What the exercise asks:
Answer these questions from the essay on Bitcoin art below, one answer per line, numbered to match:
1. Which company's Bitcoin node is featured in the piece debuting at the Bitcoin 2020 Conference?
2. On which blockchains did the writer swear never to tokenize?
3. What size of token set is given as an example alongside a 1/1 token?

Selection:
A little over a year ago, after I finally finished doing my own research (just kidding, that process never really ends …), I reached the conclusion that if anything in the world of “crypto” / “blockchain” / “distributed ledger technology” was going to change the world and make it a better place … it was going to be Bitcoin. This was around the same time I decided to dive back into my passion for artwork, and I set out to become a “Bitcoin artist,” which, in my mind, meant creating artwork that promotes Bitcoin and inspires others to learn more about it.
Art + Bitcoin Node, still a work in progress …
From day one of this art journey I have wanted to find ways to incorporate Bitcoin into my work — not just Bitcoin logos or symbols like the honey badger, but aspects of Bitcoin’s technology stack itself. In the past I’ve embedded Opendimes into my work and as I write this, the fluorescent orange paint is drying on a piece I’ll be debuting at the Bitcoin 2020 Conference that features a Bitcoin node from CasaHodl. You might think it’s gimmicky, but I’m nerding out pretty hard on the idea that I can self-custody bitcoin and confirm transactions using a node embedded in an actual work of art.
And yet I have to confess I would be lying if I didn’t admit to feeling some FOMO when I look at the burgeoning community of artists creating and tokenizing art on platforms like Ethereum.
Here for the Monetary Maximalism
Around the time I dove back into art, I also decided that my works would be Bitcoin only. I swore to myself I would never tokenize on Ethereum or any other blockchain so long as I still believed in the promise and viability of Bitcoin.
This wasn’t a dogmatic decision based on a “Bitcoin or bust” mentality, but rather on the premise that if I was going to tokenize my artwork, whether physical or digital, I wanted to do so on the chain with the highest level of security, censorship resistance, decentralization and potential longevity — and in my opinion, this remains Bitcoin.
Another point I should mention, is that at the end of the day, I’m here for monetary maximalism. I’m not doing what I do to get rich or help further a revolution in the art world, but to help onboard people into a future built on sound money, on Bitcoin. Said another way, I don’t make Bitcoin art to make money. I make money so that I can make Bitcoin art.
So as a Bitcoiner, NFTs are secondary to my goals, but as an artist I do find their potential exciting. NFTs are non-fungible tokens, best understood as tokens that can be differentiated from one another. In theory at least, a bitcoin is the same as any other bitcoin, but NFTs are different from one another and they can be issued in various ways. For example, an artist could issue a 1/1 token or a set of 21 tokens, all of the same type. If a collector purchases a 1/1 token, for example, she or he might do so because of the inherent guarantee that the token is unique. It is verifiably rarer than a token that is 1 out of a set of 21, and thus might be more desirable and fetch a higher price.

Dataset extract:
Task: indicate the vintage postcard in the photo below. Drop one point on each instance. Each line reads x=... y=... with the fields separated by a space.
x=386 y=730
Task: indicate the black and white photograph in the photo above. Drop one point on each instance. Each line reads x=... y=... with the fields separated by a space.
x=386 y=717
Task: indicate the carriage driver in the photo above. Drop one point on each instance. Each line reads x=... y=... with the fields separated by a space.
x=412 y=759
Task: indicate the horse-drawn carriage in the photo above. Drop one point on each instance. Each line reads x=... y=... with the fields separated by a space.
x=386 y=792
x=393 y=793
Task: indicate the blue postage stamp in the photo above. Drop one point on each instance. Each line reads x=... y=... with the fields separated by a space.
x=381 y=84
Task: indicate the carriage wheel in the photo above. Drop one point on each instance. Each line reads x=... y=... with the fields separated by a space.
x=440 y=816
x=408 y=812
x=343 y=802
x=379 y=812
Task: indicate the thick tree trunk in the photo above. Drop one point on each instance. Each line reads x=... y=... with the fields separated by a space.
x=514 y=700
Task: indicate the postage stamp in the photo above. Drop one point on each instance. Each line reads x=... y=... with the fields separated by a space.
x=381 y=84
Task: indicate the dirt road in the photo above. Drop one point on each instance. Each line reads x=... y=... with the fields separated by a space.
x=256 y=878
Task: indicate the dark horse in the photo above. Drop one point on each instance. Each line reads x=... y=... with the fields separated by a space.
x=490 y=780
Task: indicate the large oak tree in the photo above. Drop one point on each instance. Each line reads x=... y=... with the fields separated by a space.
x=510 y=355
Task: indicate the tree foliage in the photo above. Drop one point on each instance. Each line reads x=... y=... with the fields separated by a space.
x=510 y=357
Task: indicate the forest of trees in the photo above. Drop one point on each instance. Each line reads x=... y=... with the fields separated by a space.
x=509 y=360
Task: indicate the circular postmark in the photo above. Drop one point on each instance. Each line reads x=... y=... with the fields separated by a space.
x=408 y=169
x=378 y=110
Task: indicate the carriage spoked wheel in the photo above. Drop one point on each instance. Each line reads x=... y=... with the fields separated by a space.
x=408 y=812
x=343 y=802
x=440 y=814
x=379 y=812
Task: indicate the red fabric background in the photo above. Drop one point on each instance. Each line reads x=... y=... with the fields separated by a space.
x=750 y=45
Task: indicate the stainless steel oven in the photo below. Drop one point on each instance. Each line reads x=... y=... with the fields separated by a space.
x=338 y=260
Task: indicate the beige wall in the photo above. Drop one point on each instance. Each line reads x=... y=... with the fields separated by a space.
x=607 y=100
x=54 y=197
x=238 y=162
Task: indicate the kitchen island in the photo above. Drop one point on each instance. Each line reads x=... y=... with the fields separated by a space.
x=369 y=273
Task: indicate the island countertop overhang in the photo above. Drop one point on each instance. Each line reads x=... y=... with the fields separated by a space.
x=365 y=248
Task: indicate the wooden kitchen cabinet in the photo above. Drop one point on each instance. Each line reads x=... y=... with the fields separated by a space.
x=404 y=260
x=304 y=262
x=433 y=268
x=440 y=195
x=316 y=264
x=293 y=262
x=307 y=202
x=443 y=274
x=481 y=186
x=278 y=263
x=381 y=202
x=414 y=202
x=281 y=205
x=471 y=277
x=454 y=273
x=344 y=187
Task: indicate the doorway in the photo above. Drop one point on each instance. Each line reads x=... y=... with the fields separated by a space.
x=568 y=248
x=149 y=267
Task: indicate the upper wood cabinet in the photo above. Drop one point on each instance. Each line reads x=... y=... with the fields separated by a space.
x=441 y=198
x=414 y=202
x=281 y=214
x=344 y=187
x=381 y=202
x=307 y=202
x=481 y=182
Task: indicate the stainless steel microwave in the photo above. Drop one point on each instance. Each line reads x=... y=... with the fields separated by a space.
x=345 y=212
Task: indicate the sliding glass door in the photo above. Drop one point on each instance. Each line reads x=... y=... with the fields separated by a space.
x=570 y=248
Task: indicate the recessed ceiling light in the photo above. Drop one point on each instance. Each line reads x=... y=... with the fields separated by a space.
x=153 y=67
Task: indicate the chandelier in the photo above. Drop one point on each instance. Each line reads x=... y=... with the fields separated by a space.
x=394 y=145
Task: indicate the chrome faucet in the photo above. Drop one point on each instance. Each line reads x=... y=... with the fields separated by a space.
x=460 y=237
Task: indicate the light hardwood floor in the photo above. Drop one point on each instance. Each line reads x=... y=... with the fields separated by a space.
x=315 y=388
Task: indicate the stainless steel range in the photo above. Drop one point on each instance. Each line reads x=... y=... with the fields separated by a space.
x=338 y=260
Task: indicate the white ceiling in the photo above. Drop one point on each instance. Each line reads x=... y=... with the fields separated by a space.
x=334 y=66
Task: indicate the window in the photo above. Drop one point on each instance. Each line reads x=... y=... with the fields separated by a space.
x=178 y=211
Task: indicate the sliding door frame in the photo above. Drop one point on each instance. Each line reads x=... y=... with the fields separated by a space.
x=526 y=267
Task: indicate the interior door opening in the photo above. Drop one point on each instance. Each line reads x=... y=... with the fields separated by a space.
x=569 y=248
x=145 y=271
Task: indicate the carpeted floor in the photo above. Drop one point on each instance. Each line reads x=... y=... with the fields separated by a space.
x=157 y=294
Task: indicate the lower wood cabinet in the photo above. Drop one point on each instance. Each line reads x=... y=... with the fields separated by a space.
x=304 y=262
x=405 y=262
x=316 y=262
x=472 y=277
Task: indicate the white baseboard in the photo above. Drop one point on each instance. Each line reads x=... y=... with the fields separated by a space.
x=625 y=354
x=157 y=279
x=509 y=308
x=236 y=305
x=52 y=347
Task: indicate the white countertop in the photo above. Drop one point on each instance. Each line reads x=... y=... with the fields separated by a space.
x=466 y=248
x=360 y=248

Response below:
1. CasaHodl
2. Ethereum or any other blockchain besides Bitcoin
3. A set of 21 tokens